Énoncé: Reproduisez à l'identique le passage de l'article sur la flotte de véhicules de l'État, depuis « Depuis, la situation » jusqu'à « pour la maintenance... » inclus.

Texte extrait:
+ + + + +
Si l’information est bien le nerf de la guerre, en 2009, l’État manquait cruellement de données pour mener la bataille de l’optimisation de sa flotte. « Le ministère des finances de l’époque s’était trompé de 10 000 véhicules », se souvient Jean-Pierre Sivignon, responsable de la mission interministérielle en charge du pilotage de la flotte de l’État.
Depuis, la situation a radicalement évolué. Dans le cadre de la révision générale des politiques publiques (RGPP) et après le passage de deux circulaires (2010 et 2012), la flotte a été réduite de 18 000 unités à un peu plus de 60 000 véhicules ; le budget annuel pour la maintenance...
Si l’information est bien le nerf de la guerre, en 2009, l’État manquait cruellement de données pour mener la bataille de l’optimisation de sa flotte. « Le ministère des finances de l’époque s’était trompé de 10 000 véhicules », se souvient Jean-Pierre Sivignon, responsable de la mission interministérielle en charge du pilotage de la flotte de l’État.
+ + + + +
Relevé:
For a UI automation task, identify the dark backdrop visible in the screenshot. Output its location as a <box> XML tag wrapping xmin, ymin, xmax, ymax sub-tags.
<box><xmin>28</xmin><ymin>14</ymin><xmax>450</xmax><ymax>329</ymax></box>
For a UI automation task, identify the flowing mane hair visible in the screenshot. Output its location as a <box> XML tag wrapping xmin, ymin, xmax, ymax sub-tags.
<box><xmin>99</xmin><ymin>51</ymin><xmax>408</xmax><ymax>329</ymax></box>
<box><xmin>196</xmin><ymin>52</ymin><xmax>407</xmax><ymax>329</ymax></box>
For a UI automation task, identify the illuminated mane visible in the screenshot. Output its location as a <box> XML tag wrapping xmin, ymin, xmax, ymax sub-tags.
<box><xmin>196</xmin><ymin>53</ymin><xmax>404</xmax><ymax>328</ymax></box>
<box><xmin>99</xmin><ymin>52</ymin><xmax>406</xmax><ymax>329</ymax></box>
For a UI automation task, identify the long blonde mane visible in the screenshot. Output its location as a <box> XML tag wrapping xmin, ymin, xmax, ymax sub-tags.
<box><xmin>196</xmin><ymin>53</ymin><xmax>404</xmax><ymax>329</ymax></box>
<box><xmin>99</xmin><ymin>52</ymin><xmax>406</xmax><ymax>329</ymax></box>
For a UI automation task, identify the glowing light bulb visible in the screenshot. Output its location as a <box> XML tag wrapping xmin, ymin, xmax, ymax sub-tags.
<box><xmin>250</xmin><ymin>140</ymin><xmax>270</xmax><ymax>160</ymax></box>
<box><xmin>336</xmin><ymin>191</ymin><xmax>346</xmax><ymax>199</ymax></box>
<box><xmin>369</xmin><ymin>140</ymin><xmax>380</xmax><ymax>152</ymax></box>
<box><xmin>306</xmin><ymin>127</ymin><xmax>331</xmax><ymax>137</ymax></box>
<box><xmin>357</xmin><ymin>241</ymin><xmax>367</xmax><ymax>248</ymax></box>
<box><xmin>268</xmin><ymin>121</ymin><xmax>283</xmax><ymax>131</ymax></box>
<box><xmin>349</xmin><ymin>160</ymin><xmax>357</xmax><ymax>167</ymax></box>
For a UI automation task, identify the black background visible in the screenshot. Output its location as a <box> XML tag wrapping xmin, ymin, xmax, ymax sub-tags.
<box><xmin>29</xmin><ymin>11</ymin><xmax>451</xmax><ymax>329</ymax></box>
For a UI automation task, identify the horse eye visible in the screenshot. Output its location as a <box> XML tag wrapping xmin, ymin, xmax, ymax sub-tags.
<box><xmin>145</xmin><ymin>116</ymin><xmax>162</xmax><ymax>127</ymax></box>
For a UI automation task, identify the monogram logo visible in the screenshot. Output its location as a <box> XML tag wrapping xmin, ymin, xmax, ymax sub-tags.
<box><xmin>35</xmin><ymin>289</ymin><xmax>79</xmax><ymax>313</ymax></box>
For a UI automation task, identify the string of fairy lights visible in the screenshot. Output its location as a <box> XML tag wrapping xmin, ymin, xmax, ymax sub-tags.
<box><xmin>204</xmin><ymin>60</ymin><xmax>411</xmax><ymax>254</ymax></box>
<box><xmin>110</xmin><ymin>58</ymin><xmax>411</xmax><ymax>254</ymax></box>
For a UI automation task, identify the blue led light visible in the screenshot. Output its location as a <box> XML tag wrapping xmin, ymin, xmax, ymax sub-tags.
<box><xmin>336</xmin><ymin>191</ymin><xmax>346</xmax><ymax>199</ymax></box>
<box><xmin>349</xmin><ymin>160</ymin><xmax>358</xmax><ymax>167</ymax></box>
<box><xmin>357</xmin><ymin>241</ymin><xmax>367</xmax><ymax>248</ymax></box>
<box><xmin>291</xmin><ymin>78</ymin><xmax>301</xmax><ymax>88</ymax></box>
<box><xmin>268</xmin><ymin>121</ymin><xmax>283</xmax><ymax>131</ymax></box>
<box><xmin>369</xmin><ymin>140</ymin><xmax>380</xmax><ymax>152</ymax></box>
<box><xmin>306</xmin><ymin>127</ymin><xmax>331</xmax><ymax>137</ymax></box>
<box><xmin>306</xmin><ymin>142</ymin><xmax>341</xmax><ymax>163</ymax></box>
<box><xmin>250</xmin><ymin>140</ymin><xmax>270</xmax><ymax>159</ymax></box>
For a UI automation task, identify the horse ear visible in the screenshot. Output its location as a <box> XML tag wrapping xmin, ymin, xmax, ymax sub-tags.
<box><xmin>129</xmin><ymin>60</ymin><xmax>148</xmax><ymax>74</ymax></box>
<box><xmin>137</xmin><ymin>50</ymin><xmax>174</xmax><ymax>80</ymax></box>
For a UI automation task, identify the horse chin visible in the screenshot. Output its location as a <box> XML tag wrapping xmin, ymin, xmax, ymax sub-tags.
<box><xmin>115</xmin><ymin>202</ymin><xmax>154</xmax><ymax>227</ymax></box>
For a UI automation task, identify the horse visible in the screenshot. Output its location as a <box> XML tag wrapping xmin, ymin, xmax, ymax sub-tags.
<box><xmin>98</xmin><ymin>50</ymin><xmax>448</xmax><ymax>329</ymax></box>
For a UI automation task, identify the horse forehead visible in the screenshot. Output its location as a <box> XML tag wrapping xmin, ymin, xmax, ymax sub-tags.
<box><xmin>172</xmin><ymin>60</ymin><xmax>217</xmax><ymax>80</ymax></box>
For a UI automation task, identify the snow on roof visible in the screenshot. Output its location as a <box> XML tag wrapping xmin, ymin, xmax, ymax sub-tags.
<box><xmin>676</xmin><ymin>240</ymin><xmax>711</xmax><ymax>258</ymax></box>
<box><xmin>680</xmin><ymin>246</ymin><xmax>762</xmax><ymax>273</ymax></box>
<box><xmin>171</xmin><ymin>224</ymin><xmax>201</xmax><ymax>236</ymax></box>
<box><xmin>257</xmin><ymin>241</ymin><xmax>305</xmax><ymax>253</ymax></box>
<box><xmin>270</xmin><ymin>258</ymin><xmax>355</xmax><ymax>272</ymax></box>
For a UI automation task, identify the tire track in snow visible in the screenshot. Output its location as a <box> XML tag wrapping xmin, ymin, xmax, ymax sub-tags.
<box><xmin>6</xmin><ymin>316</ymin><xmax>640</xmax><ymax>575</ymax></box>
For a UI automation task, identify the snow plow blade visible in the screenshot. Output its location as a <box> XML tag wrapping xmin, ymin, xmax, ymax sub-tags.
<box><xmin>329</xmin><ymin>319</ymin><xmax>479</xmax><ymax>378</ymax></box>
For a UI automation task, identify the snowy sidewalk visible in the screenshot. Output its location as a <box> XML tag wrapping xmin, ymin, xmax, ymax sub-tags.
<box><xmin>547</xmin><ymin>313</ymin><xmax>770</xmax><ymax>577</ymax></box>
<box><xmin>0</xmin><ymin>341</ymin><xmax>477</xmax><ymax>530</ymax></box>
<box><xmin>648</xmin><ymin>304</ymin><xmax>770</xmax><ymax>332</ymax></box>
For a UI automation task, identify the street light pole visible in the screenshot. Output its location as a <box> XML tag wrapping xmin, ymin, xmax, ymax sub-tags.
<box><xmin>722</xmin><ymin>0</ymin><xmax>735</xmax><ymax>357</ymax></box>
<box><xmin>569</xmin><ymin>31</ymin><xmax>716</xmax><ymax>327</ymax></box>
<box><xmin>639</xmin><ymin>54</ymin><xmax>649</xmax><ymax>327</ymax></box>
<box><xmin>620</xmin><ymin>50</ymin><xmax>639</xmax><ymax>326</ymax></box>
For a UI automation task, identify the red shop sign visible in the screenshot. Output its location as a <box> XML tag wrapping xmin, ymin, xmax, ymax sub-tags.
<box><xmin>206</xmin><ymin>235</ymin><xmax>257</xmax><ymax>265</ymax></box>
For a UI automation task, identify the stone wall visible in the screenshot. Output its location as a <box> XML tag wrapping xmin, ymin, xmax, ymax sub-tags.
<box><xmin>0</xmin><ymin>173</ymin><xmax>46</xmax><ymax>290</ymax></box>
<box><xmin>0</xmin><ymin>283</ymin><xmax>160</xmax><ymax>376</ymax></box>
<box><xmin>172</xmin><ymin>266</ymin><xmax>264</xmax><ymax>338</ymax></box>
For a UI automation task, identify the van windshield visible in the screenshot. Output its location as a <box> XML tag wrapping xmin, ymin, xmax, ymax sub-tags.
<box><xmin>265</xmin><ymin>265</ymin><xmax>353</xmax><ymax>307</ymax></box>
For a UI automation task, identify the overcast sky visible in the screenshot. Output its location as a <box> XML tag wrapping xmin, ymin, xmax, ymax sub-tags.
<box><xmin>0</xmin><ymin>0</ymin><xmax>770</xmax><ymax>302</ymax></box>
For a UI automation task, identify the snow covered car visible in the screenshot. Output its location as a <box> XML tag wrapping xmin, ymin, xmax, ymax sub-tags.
+ + + + +
Corrigé:
Depuis, la situation a radicalement évolué. Dans le cadre de la révision générale des politiques publiques (RGPP) et après le passage de deux circulaires (2010 et 2012), la flotte a été réduite de 18 000 unités à un peu plus de 60 000 véhicules ; le budget annuel pour la maintenance...